OBJECTIVE: List every line in the rows below that contains the word "facade".

MATERIAL SHOWN:
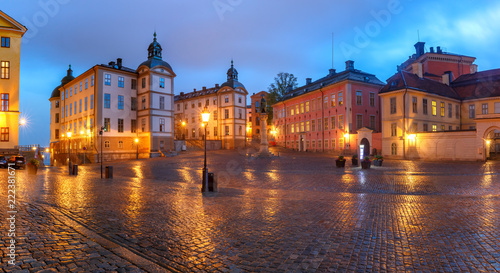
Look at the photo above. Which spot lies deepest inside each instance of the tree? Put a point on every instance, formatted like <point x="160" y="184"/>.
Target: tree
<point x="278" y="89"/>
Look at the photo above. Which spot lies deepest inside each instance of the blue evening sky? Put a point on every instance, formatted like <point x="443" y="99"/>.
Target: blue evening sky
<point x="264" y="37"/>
* * *
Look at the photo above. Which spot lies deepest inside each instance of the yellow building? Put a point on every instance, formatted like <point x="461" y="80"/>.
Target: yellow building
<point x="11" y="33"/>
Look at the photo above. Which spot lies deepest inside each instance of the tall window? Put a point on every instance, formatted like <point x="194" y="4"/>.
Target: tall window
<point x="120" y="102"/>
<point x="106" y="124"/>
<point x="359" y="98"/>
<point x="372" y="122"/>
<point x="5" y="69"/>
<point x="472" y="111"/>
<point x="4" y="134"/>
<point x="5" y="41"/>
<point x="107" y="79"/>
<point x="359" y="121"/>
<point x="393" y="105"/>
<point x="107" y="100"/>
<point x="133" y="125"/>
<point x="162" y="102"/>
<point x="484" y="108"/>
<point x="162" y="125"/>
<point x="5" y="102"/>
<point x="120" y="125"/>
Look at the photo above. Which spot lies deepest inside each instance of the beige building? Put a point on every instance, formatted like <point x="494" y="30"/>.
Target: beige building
* * *
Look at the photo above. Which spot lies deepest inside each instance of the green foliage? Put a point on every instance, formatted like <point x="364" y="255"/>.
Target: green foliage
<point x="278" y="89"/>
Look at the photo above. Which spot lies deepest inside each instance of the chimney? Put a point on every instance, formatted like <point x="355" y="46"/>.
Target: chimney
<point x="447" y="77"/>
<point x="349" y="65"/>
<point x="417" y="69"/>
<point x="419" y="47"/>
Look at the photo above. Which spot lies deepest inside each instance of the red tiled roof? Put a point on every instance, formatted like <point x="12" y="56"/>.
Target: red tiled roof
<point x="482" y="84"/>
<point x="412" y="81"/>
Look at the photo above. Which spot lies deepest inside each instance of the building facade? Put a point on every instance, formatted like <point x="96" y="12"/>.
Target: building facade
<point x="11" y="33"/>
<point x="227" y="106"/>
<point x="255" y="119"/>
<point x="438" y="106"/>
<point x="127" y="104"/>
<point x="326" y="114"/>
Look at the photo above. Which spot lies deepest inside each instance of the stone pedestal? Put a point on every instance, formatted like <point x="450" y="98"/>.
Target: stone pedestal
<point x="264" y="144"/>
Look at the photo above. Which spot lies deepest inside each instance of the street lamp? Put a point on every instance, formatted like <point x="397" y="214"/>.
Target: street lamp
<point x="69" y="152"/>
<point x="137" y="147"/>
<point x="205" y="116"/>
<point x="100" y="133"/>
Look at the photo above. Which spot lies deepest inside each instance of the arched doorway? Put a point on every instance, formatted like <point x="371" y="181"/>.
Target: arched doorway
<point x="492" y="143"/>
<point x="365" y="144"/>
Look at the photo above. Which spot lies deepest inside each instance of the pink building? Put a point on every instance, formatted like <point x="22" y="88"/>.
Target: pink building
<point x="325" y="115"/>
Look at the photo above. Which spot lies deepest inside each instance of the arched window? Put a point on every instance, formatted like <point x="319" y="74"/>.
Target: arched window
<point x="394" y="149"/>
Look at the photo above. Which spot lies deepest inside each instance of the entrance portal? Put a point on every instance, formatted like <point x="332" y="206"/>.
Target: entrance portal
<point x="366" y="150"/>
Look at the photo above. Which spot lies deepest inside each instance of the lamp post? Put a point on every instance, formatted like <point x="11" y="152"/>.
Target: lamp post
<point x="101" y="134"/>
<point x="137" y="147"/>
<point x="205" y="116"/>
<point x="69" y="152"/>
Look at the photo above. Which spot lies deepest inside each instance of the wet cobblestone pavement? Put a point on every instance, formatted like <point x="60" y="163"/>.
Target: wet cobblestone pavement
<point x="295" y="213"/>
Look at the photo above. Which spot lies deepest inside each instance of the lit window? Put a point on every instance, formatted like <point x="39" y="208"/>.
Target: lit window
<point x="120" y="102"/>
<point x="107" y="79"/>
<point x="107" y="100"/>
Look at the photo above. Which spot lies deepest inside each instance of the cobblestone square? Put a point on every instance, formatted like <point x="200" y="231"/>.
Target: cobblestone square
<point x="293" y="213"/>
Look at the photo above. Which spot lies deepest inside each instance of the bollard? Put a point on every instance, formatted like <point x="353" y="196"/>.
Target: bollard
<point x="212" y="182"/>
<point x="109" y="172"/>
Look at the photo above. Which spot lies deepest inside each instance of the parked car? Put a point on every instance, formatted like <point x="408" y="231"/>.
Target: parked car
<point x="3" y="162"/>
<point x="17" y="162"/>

WRITTEN ANSWER:
Look at the photo above. Which spot lies deepest inside each instance of the building facade? Put a point on every instance, formatted like <point x="96" y="12"/>.
Target: building facade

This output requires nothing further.